■ REQUIRED ACTION: Below this line is the material. Write out only its lines from the one containing "Target: left refrigerator" through the one containing "Each instance of the stainless", both kept, exactly.

■ EXERCISE INPUT:
********************

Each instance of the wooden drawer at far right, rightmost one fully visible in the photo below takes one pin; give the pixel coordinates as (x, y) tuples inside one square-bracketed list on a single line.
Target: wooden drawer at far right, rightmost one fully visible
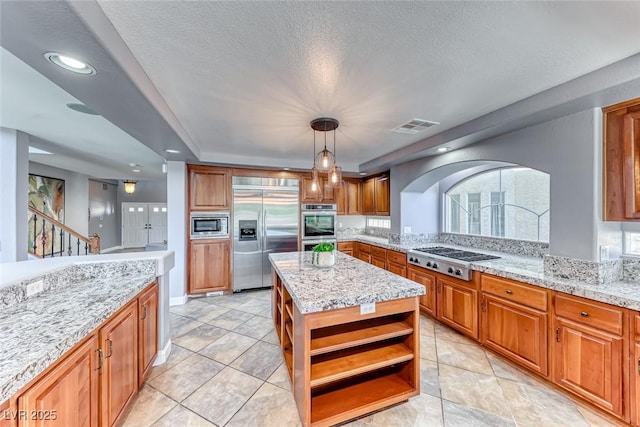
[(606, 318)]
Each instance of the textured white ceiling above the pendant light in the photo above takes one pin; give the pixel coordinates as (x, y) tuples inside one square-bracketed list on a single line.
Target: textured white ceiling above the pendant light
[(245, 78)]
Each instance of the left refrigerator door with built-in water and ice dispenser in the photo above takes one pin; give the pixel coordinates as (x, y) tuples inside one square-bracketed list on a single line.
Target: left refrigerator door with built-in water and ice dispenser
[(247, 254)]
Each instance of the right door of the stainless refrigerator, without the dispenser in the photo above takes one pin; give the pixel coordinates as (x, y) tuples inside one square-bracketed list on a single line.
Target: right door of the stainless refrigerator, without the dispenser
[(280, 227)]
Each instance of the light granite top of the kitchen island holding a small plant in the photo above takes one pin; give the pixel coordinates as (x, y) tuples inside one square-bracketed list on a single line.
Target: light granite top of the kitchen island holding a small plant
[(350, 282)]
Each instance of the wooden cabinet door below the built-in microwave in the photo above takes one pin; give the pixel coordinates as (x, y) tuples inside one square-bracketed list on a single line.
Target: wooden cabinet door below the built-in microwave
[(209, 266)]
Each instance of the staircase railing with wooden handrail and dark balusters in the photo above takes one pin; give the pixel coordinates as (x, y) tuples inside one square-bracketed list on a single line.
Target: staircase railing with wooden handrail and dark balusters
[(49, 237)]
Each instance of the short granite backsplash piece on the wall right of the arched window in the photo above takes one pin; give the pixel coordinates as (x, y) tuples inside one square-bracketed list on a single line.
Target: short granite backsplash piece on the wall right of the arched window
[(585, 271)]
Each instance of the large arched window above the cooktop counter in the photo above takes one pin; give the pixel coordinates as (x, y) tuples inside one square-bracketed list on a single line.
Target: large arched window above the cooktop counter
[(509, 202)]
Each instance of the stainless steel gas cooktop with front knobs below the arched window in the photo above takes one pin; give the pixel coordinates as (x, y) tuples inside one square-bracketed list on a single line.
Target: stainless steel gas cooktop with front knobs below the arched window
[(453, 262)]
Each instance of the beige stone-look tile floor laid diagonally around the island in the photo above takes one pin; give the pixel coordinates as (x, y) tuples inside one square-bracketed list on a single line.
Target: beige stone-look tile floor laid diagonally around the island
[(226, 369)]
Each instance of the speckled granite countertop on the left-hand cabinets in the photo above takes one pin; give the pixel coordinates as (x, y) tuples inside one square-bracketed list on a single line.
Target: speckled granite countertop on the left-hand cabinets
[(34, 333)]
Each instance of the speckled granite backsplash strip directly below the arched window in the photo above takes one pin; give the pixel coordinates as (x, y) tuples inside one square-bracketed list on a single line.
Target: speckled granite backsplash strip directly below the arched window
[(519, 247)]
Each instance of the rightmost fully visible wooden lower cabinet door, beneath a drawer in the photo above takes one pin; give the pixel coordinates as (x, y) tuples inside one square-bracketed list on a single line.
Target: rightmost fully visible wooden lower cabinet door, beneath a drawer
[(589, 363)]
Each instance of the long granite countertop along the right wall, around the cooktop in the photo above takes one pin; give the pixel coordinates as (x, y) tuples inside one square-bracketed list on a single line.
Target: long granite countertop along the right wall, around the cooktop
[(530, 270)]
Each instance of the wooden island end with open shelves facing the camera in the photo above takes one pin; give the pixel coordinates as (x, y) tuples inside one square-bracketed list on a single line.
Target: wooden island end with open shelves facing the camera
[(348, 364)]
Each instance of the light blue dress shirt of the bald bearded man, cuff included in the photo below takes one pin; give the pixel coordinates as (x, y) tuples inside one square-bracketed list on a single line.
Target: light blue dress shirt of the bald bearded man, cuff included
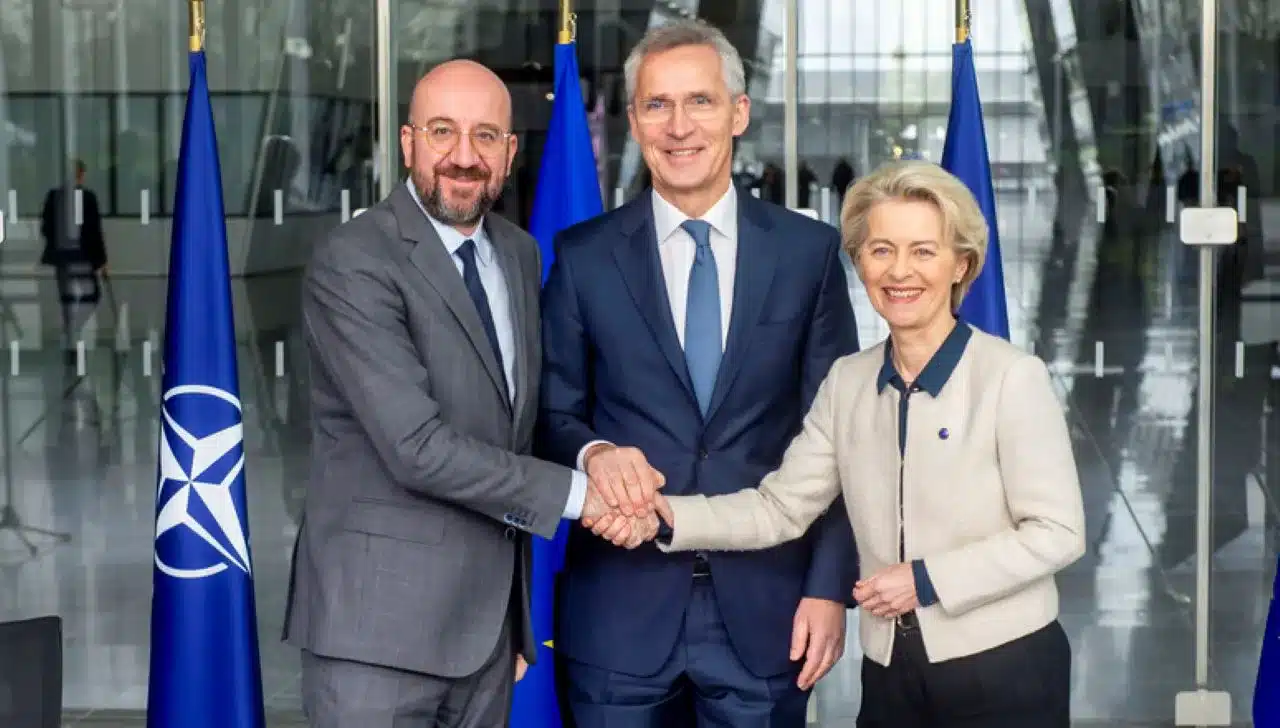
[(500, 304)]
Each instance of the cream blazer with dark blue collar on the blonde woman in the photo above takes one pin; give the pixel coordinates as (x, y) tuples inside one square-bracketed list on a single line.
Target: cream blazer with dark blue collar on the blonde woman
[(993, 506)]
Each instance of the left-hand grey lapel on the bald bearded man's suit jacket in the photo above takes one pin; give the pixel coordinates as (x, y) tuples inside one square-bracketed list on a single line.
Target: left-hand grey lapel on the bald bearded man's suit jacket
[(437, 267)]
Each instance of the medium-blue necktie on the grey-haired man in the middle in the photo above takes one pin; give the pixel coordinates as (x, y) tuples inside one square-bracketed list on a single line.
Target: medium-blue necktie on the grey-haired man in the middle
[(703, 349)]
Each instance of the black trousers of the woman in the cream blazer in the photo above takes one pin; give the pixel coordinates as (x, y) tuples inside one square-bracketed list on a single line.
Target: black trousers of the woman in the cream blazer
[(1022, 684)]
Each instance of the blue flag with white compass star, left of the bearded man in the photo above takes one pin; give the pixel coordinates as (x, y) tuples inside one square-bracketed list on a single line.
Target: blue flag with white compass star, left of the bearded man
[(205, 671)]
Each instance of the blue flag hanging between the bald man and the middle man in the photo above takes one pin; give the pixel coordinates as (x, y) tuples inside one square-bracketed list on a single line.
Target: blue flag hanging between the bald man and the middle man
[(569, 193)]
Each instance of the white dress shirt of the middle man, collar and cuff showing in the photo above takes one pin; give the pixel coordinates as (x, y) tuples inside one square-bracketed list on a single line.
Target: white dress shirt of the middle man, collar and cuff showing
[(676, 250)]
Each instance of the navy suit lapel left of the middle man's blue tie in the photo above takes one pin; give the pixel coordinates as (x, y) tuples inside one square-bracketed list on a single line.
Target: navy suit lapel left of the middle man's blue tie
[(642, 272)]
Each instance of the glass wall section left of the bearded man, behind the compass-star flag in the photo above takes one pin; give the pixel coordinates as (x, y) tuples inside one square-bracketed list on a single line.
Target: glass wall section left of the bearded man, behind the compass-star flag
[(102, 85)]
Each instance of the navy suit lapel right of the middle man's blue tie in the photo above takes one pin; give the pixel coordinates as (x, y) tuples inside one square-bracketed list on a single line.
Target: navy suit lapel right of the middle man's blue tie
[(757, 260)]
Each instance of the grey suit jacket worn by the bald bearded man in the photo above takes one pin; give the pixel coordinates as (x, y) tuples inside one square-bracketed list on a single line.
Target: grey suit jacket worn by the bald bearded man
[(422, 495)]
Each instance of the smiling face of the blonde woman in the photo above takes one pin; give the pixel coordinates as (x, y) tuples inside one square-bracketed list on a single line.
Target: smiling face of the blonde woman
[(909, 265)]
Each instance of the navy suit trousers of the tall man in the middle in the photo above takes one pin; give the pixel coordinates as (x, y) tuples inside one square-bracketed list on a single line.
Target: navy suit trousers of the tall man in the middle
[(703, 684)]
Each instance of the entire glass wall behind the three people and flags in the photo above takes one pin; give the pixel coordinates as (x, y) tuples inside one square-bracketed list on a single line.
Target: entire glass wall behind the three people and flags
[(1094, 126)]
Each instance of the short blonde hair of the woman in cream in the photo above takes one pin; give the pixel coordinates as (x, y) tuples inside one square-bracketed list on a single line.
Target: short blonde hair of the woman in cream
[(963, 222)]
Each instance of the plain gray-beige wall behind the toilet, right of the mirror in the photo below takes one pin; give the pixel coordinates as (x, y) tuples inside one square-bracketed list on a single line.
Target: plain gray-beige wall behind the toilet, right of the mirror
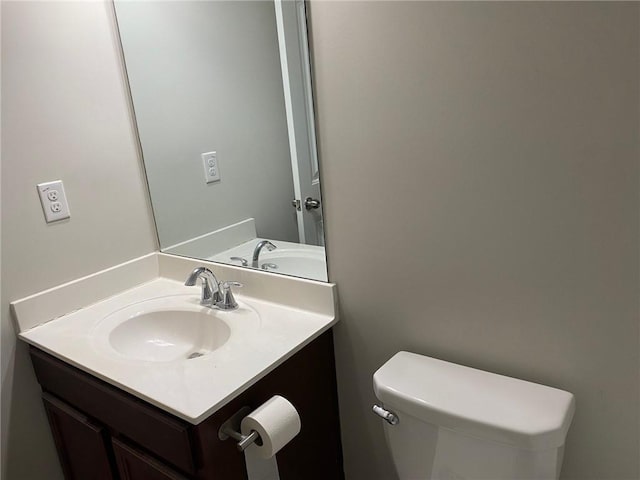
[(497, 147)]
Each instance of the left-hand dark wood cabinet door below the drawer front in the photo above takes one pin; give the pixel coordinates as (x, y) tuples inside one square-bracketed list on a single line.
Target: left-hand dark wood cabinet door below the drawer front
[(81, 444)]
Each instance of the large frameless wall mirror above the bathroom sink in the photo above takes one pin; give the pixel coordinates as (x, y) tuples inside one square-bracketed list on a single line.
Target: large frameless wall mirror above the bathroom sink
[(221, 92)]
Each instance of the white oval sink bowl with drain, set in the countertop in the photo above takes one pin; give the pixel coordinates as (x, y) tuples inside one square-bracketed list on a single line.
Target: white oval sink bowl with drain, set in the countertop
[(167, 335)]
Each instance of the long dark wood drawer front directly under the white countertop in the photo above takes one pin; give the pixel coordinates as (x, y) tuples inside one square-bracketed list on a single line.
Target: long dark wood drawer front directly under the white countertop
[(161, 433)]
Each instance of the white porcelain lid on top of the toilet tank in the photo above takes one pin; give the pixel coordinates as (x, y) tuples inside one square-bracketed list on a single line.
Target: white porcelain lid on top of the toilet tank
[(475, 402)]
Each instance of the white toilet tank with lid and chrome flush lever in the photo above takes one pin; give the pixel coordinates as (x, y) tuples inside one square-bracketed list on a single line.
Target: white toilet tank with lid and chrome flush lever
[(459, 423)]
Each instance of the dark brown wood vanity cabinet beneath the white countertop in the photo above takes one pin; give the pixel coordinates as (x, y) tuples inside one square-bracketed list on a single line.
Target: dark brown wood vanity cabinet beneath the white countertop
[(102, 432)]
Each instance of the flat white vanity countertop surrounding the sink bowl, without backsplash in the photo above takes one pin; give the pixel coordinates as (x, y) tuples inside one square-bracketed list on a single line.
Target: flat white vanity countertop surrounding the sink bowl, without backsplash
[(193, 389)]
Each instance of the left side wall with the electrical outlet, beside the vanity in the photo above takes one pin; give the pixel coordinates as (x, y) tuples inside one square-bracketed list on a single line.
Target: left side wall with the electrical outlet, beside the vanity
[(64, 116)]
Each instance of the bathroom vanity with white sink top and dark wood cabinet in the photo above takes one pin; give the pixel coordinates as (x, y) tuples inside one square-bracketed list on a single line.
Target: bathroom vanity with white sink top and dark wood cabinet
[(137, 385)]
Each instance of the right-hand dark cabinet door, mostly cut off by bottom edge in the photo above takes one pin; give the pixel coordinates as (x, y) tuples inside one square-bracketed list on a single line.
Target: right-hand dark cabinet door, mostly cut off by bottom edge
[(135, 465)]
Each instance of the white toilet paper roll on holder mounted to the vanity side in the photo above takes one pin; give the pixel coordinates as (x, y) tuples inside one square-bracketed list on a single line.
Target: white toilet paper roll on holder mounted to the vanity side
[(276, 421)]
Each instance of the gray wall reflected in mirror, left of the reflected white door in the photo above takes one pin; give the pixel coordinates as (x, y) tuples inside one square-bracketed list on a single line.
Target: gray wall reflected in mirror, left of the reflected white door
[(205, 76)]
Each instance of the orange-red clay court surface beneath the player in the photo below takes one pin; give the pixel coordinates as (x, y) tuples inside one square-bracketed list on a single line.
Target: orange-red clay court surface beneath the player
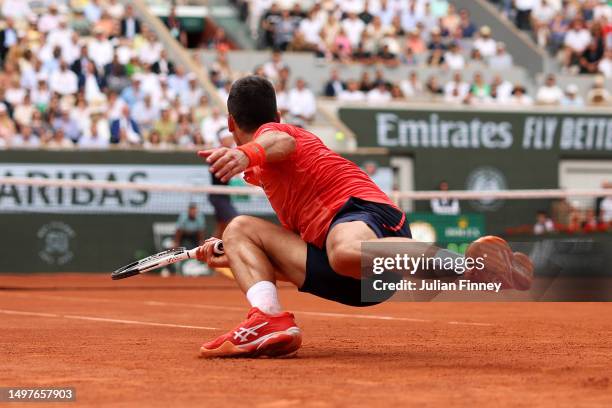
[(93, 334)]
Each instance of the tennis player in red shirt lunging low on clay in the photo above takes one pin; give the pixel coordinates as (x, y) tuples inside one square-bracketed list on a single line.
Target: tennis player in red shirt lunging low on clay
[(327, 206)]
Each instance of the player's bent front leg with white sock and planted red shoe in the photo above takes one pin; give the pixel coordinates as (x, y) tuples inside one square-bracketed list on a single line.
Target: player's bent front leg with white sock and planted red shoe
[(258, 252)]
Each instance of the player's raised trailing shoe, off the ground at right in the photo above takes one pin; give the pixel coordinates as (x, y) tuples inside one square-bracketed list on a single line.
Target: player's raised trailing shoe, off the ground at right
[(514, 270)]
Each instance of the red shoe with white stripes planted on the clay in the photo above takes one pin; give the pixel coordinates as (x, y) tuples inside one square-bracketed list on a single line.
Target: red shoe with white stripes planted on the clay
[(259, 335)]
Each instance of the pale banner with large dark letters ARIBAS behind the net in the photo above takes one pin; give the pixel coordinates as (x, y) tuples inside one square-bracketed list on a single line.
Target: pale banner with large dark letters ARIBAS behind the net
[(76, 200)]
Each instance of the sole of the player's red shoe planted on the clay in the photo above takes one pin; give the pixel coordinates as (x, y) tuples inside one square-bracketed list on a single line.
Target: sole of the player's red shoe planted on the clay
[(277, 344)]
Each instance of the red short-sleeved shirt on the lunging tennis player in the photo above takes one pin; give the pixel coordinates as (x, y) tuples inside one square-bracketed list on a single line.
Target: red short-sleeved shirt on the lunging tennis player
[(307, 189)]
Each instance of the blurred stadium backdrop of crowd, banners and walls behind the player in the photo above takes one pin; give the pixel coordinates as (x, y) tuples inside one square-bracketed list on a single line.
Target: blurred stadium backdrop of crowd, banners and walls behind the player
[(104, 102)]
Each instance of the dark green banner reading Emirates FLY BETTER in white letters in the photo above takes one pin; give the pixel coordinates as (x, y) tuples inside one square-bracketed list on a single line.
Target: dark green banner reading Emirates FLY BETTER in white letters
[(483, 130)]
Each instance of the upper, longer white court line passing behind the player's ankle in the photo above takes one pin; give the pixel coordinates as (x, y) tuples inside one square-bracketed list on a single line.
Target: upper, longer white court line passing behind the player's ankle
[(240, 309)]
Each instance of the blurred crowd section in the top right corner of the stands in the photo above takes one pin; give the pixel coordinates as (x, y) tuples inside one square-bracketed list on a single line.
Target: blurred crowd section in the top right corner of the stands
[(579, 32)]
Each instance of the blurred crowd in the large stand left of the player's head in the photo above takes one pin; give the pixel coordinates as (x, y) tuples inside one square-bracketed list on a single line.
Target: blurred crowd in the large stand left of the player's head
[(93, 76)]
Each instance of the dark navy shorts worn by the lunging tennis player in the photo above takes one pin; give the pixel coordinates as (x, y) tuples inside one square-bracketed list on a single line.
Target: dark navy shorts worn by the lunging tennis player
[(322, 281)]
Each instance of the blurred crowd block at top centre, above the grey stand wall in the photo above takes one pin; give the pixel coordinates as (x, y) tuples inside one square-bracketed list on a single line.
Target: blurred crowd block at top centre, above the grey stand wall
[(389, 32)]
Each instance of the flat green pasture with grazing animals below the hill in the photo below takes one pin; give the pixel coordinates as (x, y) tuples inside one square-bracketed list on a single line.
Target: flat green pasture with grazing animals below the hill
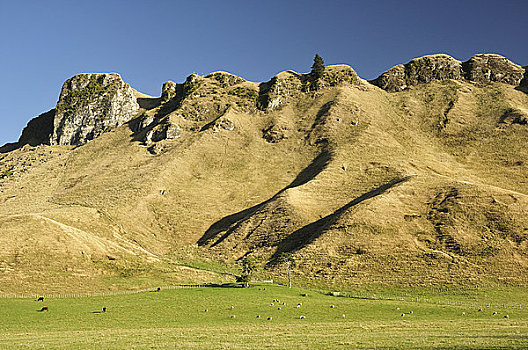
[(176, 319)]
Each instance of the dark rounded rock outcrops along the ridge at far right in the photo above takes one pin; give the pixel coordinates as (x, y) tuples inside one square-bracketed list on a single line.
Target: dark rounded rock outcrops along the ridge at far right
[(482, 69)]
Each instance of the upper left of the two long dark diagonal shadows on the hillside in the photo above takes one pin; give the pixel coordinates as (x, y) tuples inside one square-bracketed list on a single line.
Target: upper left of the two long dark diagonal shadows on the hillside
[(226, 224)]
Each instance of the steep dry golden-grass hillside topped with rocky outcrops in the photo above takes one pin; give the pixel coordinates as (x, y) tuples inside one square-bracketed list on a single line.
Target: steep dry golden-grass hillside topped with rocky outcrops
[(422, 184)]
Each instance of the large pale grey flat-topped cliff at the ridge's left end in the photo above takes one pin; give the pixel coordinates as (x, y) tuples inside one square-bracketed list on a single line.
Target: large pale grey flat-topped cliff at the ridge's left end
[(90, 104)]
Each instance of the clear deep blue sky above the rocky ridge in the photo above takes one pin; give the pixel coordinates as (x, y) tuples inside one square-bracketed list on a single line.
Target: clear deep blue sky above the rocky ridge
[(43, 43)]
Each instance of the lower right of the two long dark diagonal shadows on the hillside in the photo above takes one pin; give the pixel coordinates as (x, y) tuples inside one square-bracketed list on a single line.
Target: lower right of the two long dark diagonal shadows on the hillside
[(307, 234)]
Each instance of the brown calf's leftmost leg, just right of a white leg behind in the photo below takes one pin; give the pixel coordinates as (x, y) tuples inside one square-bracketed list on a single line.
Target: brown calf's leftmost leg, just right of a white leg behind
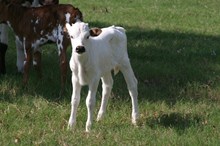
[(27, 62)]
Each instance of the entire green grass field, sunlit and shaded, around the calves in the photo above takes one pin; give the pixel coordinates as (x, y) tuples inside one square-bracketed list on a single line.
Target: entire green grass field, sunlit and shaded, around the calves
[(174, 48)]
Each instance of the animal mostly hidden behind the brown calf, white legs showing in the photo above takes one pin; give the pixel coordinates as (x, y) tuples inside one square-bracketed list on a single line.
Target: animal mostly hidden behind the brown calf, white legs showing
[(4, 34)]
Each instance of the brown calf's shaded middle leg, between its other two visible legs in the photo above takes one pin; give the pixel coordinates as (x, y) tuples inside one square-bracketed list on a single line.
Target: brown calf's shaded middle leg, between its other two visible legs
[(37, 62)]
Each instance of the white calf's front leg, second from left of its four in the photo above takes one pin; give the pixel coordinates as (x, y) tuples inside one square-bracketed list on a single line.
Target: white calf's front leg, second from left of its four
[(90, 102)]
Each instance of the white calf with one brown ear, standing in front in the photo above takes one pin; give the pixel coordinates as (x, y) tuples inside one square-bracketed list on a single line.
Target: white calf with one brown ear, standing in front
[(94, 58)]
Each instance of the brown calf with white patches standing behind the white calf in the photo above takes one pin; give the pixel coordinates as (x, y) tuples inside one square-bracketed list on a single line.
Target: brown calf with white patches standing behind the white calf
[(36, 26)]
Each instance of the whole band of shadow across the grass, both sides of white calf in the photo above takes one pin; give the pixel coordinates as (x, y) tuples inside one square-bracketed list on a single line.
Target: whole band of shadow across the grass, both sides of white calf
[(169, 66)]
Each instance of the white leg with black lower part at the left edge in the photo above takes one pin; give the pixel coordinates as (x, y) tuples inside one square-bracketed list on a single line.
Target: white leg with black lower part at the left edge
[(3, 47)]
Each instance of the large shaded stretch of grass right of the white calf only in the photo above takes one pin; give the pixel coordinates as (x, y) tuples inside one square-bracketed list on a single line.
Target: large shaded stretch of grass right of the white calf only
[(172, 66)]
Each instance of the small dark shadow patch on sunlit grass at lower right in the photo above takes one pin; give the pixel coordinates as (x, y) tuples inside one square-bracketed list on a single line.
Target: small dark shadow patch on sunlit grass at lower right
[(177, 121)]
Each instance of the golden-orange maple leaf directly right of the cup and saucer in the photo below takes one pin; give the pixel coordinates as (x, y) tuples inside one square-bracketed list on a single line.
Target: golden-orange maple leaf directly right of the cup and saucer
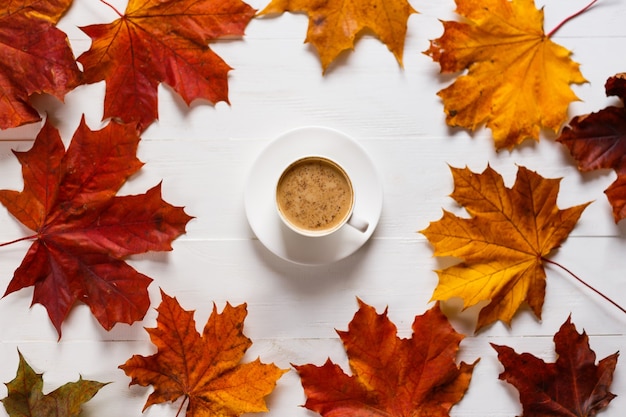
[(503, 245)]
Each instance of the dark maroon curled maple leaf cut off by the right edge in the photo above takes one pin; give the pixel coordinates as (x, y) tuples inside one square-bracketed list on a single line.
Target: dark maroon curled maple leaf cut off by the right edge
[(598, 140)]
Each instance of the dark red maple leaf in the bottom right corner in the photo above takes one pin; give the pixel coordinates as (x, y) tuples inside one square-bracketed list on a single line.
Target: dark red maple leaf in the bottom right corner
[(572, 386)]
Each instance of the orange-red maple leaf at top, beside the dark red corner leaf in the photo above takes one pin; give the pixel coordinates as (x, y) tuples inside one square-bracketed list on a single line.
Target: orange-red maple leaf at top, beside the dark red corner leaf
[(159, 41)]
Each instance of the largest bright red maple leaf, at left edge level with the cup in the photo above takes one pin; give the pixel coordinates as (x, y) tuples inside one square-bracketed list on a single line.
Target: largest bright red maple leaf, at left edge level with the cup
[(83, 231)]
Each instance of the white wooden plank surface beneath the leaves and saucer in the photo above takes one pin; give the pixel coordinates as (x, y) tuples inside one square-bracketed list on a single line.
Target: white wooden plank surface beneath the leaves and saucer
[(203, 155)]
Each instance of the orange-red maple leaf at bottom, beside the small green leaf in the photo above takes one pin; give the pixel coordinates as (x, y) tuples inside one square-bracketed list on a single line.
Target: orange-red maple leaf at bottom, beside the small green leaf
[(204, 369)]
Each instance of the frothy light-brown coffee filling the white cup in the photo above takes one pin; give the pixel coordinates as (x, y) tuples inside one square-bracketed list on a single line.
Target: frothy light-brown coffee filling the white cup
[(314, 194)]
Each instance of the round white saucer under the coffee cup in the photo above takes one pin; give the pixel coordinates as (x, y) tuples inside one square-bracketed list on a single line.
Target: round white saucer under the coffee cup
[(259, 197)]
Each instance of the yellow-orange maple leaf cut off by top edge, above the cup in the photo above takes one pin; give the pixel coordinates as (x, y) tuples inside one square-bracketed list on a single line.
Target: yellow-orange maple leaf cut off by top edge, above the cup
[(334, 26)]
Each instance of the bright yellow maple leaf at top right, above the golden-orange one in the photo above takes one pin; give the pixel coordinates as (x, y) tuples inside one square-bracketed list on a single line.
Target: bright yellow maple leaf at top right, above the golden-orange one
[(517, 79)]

********************

■ WRITTEN SOLUTION:
Target: left refrigerator door with built-in water and ice dispenser
[(247, 254)]
Each instance of the right door of the stainless refrigerator, without the dispenser in the photo above takes one pin; give the pixel coordinates as (x, y) tuples inside one square-bracketed list on a single line.
Target: right door of the stainless refrigerator, without the dispenser
[(280, 227)]
Each instance of the light granite top of the kitchen island holding a small plant in the photo above takes one pin; give the pixel coordinates as (x, y) tuples inside one square-bracketed list on a single line.
Target: light granite top of the kitchen island holding a small plant
[(350, 282)]
Each instance of the wooden cabinet door below the built-in microwave in the photo above takes one pin; give the pixel coordinates as (x, y) tuples inside one square-bracketed list on a single line.
Target: wooden cabinet door below the built-in microwave
[(209, 266)]
Each instance of the staircase railing with wooden handrail and dark balusters in the photo above takes one pin; give the pixel coordinates as (x, y) tuples inside one square-bracketed list on a single line.
Target: staircase railing with wooden handrail and dark balusters
[(49, 237)]
Each instance of the short granite backsplash piece on the wall right of the arched window in the photo above takes one pin; give the pixel coordinates as (x, y) tuples inside one square-bracketed list on a single line.
Target: short granite backsplash piece on the wall right of the arched window
[(585, 271)]
Each instance of the large arched window above the cooktop counter in the photo above takes one pin; give the pixel coordinates as (x, y) tuples inside one square-bracketed list on a single line.
Target: large arched window above the cooktop counter
[(509, 202)]
Each instance of the stainless steel gas cooktop with front knobs below the arched window in the photo above takes one pin; give the pixel coordinates as (x, y) tuples inside one square-bracketed list on a single line.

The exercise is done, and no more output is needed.